REQUIREMENT: Write the next part of the article on how expert witnesses in litigation should and should not deal with each other, starting right after its final sentence.

=== TEXT FOR ANALYSIS ===

Recently, I came across two cases that show, by contrast, how experts should and should not deal with each other when retained to assist in litigation.

In the first, Trebor Bassett Holdings Ltd & Anor v ADT Fire and Security Plc [2011] EWHC 1936 (TCC) (22 July 2011), Mr Justice Coulson, as he then was, outlined a list of failures by the expert witnesses, including a failure to comply with directions. At one stage, he described the evidence as ‘slapdash’, and he was not impressed by the failure of the experts to meet in a professional manner:

Moreover, it appears that there were difficulties with the conduct of the experts’ meetings. Of course, since those meetings were without prejudice, it is impossible for me to say why that was. I was merely told that the experts “fell out” and that, as a result, no r35.12 statement was prepared. Bluntly, I have to say that experts appointed in civil litigation have no business to “fall out” and to fail to comply with the orders of the court. Experts are there to provide evidence on technical matters in order to assist the court, and for no other purpose. If they take matters of personal disagreement to such a level, they are failing to provide that service.”

Later, he commented:

[T]he court has had to struggle with unsatisfactory and disparate expert evidence, often unrelated to the real issues, prepared and delivered in a variety of places and in an unacceptably partisan way. Unsurprisingly, perhaps, this has created real difficulties in the preparation of parts of this Judgment. It has also led me, very unusually, to be dubious about the reliability of all of the expert evidence that has been presented to me. This is emphatically not a case where the court is able to prefer one expert over another and let that approach dictate the result.”

=== DATA SHOWN ===

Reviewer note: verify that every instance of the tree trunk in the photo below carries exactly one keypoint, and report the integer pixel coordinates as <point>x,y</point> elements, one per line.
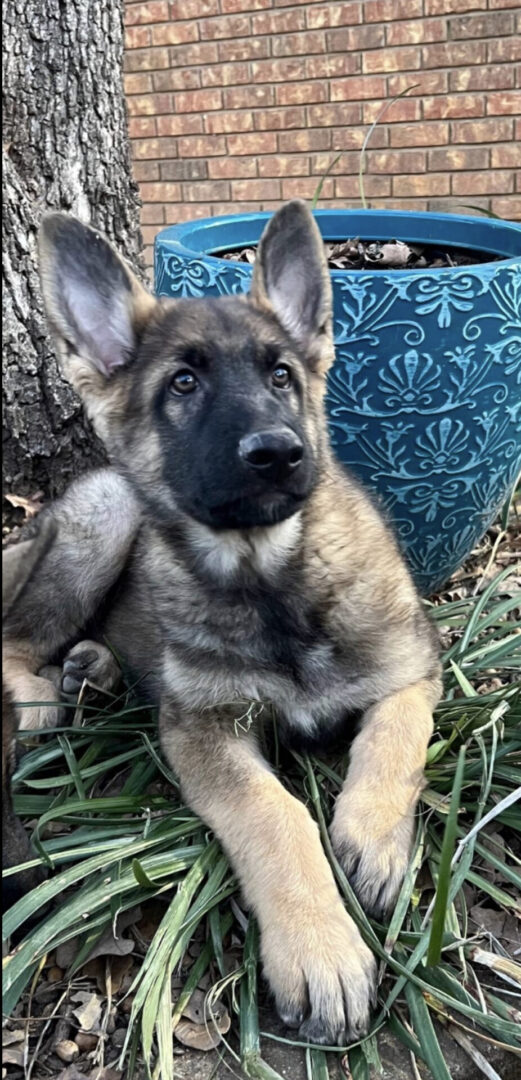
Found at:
<point>65,147</point>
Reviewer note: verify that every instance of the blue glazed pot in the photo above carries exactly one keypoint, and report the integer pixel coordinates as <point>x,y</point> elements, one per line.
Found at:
<point>425,394</point>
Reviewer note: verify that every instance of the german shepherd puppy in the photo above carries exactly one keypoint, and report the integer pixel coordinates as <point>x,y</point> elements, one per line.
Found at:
<point>18,566</point>
<point>230,556</point>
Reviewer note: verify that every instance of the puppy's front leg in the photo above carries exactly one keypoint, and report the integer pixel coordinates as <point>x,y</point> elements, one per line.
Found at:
<point>373,823</point>
<point>319,969</point>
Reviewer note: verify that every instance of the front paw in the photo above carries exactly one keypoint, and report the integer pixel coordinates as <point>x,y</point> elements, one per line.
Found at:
<point>322,974</point>
<point>373,851</point>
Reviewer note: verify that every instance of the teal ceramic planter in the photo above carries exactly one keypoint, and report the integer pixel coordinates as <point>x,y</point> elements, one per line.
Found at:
<point>425,394</point>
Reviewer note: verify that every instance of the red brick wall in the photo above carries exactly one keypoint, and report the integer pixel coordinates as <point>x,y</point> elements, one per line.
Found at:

===

RESULT:
By contrast, the case of Failes v Oxford University Hospitals NHS Trust [2020] EWHC 3333 (QB) (04 December 2020) shows how experts should behave. A quotation from His Honour Judge Cotter QC should suffice:

I heard from Mr Todd (a neurosurgeon instructed on behalf of the Claimant) and Mr Mannion (a neurosurgeon instructed on behalf of the Defendant). Both are hugely experienced clinicians and expert witnesses. There was very little between the respective views and the joint statement was a model of clarity and cooperation.”

Expert witnesses have long been required to co-operate with each other to ‘narrow down’ the issues between them. If fail to do so, it can add considerably to the time and expense of resolving the case they are retained to assist with.